● WRITTEN TASK: Rewrite the items from the start through the line containing "215, 620, 554]]", both included. Shift every bounding-box coordinate in the responses up by 76 and keep all other lines unchanged.

=======

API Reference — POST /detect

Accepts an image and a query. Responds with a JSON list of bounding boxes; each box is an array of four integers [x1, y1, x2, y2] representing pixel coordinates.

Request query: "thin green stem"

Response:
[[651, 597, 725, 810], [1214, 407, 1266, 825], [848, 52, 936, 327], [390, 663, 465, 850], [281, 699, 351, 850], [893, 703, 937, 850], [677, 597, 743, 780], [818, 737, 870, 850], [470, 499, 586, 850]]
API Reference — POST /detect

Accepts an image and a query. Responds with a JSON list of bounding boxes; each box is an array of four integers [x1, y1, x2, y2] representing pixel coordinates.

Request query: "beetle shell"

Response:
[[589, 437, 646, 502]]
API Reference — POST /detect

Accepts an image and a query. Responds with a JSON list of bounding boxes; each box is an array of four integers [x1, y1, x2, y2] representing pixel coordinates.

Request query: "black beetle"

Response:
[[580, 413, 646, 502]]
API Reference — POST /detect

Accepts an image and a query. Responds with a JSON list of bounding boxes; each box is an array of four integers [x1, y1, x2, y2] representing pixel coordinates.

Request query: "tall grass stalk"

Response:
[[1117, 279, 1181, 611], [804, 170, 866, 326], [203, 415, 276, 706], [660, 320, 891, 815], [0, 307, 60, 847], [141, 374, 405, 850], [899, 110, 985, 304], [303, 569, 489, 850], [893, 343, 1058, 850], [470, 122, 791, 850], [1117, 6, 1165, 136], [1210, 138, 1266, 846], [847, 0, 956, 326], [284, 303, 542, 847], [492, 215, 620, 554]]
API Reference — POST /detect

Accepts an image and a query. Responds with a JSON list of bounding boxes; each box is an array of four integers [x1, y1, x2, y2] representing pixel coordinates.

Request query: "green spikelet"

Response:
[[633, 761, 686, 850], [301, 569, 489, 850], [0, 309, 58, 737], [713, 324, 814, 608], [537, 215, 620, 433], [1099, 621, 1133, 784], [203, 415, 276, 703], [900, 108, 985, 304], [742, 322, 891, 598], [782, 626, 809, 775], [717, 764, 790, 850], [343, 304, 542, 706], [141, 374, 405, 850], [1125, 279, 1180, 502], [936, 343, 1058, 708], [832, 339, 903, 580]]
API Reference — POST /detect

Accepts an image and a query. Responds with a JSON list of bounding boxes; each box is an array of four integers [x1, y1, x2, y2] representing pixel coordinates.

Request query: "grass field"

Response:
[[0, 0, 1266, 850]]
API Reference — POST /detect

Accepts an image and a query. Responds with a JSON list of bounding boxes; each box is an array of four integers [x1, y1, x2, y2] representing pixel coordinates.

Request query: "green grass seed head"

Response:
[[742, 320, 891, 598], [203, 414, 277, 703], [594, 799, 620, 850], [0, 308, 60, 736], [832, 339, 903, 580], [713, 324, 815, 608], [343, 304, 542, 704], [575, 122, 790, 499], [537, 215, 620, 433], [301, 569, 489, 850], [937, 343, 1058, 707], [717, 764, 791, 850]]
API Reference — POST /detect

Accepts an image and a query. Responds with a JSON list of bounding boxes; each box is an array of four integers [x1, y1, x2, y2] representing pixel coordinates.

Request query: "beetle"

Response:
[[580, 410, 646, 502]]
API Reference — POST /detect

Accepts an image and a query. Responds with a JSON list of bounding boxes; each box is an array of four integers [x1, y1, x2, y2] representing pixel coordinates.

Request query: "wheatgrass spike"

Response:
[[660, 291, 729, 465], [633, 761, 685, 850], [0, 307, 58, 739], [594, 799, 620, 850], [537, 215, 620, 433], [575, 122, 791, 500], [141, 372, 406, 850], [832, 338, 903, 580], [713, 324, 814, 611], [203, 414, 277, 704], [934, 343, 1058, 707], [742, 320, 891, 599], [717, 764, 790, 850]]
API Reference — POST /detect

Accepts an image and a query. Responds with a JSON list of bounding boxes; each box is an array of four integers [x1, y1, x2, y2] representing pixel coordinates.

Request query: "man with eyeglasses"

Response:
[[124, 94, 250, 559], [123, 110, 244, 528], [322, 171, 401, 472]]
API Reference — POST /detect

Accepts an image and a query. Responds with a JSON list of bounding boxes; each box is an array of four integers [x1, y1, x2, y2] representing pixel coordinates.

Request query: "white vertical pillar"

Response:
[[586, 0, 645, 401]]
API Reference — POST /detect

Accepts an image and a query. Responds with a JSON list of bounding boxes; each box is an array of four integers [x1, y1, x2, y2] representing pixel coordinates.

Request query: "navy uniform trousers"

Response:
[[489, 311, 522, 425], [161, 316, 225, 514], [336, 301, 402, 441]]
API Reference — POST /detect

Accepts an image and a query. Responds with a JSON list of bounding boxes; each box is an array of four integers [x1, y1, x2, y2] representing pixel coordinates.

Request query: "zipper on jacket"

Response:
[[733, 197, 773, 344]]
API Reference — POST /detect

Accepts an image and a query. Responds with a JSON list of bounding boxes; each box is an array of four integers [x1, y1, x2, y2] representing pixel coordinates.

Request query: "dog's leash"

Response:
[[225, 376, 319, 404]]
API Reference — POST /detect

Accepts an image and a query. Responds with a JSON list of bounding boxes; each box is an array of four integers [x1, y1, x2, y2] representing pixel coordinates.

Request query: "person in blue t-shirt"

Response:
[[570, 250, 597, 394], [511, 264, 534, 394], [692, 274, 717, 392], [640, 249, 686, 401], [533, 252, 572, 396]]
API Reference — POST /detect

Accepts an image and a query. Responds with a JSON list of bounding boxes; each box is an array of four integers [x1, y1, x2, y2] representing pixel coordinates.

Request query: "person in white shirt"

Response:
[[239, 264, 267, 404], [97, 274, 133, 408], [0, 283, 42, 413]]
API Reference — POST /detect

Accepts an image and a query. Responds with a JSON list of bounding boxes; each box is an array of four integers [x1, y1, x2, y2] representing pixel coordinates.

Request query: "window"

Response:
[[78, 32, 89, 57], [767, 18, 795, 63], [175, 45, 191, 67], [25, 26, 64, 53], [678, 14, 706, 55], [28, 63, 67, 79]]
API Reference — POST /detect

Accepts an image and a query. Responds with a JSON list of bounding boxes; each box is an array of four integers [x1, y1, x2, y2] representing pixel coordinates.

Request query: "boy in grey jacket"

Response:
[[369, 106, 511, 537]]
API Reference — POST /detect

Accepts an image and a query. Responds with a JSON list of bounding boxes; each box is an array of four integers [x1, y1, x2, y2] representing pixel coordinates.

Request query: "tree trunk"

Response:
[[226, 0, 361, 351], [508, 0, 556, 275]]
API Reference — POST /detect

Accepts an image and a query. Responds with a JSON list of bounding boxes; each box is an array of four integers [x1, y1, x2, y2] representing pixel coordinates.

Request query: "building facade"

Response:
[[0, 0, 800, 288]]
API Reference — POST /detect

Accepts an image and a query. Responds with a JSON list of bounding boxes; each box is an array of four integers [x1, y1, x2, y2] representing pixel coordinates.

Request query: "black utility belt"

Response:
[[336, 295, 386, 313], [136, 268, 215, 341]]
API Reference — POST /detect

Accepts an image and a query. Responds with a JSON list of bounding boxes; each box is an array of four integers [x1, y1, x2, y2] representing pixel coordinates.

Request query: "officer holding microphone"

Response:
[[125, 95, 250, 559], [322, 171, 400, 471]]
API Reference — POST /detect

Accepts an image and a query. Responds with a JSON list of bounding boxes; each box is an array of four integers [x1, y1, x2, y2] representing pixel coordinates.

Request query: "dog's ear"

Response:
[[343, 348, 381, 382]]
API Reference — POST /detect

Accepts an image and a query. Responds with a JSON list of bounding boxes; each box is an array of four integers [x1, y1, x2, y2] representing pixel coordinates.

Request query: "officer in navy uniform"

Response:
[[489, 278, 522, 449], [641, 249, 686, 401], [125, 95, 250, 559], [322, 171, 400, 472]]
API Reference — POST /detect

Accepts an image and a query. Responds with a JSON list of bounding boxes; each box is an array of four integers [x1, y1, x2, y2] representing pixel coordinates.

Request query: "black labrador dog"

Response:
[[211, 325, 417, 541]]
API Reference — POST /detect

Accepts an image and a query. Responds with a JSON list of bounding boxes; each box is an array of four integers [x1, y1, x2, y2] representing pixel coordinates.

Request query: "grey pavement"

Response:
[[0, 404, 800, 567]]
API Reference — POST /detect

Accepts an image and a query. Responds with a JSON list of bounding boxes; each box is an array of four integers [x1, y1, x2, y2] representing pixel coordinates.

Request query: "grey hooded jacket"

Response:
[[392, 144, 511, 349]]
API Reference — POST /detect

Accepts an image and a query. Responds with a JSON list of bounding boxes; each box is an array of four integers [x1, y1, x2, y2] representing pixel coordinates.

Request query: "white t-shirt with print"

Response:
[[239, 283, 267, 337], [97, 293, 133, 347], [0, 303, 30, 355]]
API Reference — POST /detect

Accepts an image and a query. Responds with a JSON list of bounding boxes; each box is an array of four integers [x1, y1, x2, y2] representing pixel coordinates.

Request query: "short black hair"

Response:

=======

● OUTPUT FOR THIS EXERCISE:
API Reference — POST /detect

Accepts an image and a query. Responds with a JSON list of bounding boxes; each box is an array of four integers [x1, y1, x2, y2] representing pixel coordinates.

Request query: "thin green stem"

Response:
[[727, 673, 801, 886], [1290, 483, 1342, 901], [924, 128, 1012, 403], [466, 739, 541, 926], [357, 775, 427, 926], [969, 779, 1013, 926], [753, 673, 819, 856], [894, 813, 946, 926], [546, 575, 662, 926]]
API Reference — POST /detect

Accepts an image and a query. Responds with a JSON list of bounding boxes; each box is an array of four integers [x1, y1, x2, y2] representing pixel coordinates.

Request query: "beetle shell"

Response:
[[665, 513, 722, 578]]
API Reference — POST /detect

Accepts an image and a query. Responds with a JSON list of bounding boxes; each box is an array of four integers [x1, y1, x2, y2] representing pixel coordinates.

Request query: "black beetle"

Response:
[[656, 489, 722, 578]]
API Reference — POST /detect

Accepts an image and a query. Responds with a JSON list of bounding boxes; each box is an array of four integers [x1, y1, x2, y2] representing pixel coordinates.

Request query: "tall grass stalk"

Response:
[[1193, 355, 1257, 687], [880, 246, 942, 402], [279, 491, 352, 782], [736, 396, 967, 891], [76, 383, 136, 923], [217, 450, 481, 926], [975, 186, 1061, 380], [379, 645, 565, 926], [969, 419, 1134, 926], [546, 198, 867, 926], [1193, 82, 1241, 212], [1286, 214, 1342, 922], [923, 76, 1032, 402], [360, 379, 618, 923], [568, 291, 696, 630]]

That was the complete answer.